### Excerpt to read
· · ·

Before EVANS, SPARKS, and KERNER, Circuit Judges.
Defendant appeals from a judgment awarding plaintiff damages under § 205(e) of the Emergency Price Control Act, 50 U.S.C.A.Appendix § 925(e), and an injunction enjoining defendant from any further violations of the lumber regulations adopted by the Price Administrator.
In plaintiff's complaint defendant was charged with having knowingly and wilfully purchased and sold lumber at prices in excess of the maximum prices prescribed by the Price Schedules.Defendant denied the charges and questioned the propriety of issuing an injunction.
The applicable price regulations are Maximum Price Regulation 94,*fn* as amended, 7 Fed.Reg. 10848, and 458, as amended, 8 Fed.Reg. 11736 (hereinafter referred to as MPR94 and MPR458).
Mexican Ponderosa Pine. There is no claim that the lumber was improperly priced under the regulation. In fact, no such claim could be made since that is a matter within the exclusive jurisdiction of the Emergency Court of Appeals, § 204(d), Emergency Price Control Act, 50 U.S.C.A.Appendix, § 924(d), and Yakus v. United States, 321 U.S. 414, 429, 64 S. Ct. 660, 88 L. Ed. 834.

· · ·

### Data listing
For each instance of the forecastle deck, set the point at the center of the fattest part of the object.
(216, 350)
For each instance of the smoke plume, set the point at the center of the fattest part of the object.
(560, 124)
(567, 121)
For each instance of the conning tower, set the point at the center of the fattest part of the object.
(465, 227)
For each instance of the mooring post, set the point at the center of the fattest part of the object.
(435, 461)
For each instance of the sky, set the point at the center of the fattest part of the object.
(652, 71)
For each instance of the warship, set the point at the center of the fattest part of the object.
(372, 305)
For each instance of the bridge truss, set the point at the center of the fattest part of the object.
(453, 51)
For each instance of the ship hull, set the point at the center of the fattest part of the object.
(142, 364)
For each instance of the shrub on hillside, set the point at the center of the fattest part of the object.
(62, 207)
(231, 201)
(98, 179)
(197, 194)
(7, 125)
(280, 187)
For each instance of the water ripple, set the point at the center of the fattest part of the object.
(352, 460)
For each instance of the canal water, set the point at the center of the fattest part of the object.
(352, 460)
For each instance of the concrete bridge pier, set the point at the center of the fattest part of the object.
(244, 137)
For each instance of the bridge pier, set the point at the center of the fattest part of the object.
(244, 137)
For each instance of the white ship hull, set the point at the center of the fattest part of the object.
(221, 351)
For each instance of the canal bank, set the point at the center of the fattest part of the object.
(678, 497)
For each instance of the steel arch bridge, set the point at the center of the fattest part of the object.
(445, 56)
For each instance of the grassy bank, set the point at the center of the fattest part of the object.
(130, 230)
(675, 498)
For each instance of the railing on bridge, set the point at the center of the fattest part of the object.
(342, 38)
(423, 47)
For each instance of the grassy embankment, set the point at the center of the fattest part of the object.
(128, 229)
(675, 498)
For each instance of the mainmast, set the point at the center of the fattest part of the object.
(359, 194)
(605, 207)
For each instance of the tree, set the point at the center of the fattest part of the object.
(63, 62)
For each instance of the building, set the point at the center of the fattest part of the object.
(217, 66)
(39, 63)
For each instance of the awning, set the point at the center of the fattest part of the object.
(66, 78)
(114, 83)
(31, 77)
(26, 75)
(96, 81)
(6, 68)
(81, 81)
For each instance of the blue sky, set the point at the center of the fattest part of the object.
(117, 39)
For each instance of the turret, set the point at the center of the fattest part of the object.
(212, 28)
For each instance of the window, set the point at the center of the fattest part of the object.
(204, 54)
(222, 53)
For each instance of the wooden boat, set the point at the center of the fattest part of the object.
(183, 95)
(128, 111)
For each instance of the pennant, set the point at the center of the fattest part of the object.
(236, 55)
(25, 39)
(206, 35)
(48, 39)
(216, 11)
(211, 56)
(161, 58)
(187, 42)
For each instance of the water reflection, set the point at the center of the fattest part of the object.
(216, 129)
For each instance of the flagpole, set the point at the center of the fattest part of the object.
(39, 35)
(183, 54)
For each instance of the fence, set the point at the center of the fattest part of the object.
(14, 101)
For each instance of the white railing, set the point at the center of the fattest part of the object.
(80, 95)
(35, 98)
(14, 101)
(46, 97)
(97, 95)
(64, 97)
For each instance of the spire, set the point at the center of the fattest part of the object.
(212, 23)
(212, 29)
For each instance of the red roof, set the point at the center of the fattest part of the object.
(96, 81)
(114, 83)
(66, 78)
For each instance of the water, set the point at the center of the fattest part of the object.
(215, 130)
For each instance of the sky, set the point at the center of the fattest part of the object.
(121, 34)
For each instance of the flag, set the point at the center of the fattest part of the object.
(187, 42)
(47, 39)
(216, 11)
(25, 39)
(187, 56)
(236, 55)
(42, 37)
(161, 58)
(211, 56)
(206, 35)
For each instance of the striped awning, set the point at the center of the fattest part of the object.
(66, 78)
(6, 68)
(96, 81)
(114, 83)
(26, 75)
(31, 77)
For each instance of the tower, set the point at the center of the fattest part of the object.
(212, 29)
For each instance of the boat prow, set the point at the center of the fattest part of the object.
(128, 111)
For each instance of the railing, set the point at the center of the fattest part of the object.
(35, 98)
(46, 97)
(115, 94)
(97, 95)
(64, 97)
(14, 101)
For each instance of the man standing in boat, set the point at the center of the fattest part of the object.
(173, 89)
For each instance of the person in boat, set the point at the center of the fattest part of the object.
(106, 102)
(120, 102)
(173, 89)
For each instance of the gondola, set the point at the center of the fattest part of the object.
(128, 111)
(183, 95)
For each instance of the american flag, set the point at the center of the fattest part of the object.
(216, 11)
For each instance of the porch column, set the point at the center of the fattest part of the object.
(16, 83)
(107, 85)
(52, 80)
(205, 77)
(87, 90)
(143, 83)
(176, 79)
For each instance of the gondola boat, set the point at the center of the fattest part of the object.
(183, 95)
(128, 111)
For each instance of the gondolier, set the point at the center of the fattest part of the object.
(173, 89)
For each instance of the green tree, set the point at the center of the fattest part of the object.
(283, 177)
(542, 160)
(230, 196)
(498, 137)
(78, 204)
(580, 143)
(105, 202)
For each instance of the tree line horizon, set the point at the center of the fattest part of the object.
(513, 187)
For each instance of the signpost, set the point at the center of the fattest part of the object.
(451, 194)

· · ·

### Complete the following
**1.** Copy the stretch of the court opinion from "Before EVANS, SPARKS, and" through "the Price Administrator." word for word.
**2.** According to the court opinion, which court has exclusive jurisdiction over a claim that the lumber was improperly priced under the regulation?
**3.** Continue the court opinion from its last sentence.

### Written answers
**1.**
Before EVANS, SPARKS, and KERNER, Circuit Judges.
Defendant appeals from a judgment awarding plaintiff damages under § 205(e) of the Emergency Price Control Act, 50 U.S.C.A.Appendix § 925(e), and an injunction enjoining defendant from any further violations of the lumber regulations adopted by the Price Administrator.

**2.** The Emergency Court of Appeals.

**3.**
The record reveals that from December 29, 1942, defendant, with his place of business in Chicago, Illinois, has been engaged in the business of buying and selling western pine and associated species of lumber and oak flooring, and that during the period in question, October 20, 1943, to April 27, 1944, he purchased from the Pan-American Trading Company of Kansas City, Missouri, 28 carloads of Mexican Ponderosa pine, in widths and lengths well assorted between 10' and 20', at $63.00 per 1,000 board feet. In his order for the purchase of this lumber there were no specifications concerning the percent of the various lengths to be furnished. This lumber defendant sold and delivered to purchasers for use or consumption in the usual course of trade or business, and the payment received therefor exceeded the applicable maximum price by $22,588.84. The invoices rendered by defendant to his customers purchasing the lumber designated the lumber as common No. 3, indicating, according to the trade practices of the lumber industry, that the lumber described in the invoices was predominately No. 3, but other and better grades of lumber were included; that is to say, No. 3 and better is a combination grade. The applicable regulation of prices for No. 3 Common Board pine is Table 3, § 1381.513 Appendix A, MPR 94. It covers common boards of Ponderosa pine and includes five numerical types which are graded Nos. 1 to 5. § 1381.506(d), MPR94. It defines the method of invoicing combination grades: "Lumber sold on combination grades may not be sold at above the maximum price for the lowest grade actually named in the combination." The combination grades described in defendant's invoice showed a ceiling price of as much as $14 less than the $63 per 1,000 board feet at which the pine was purchased.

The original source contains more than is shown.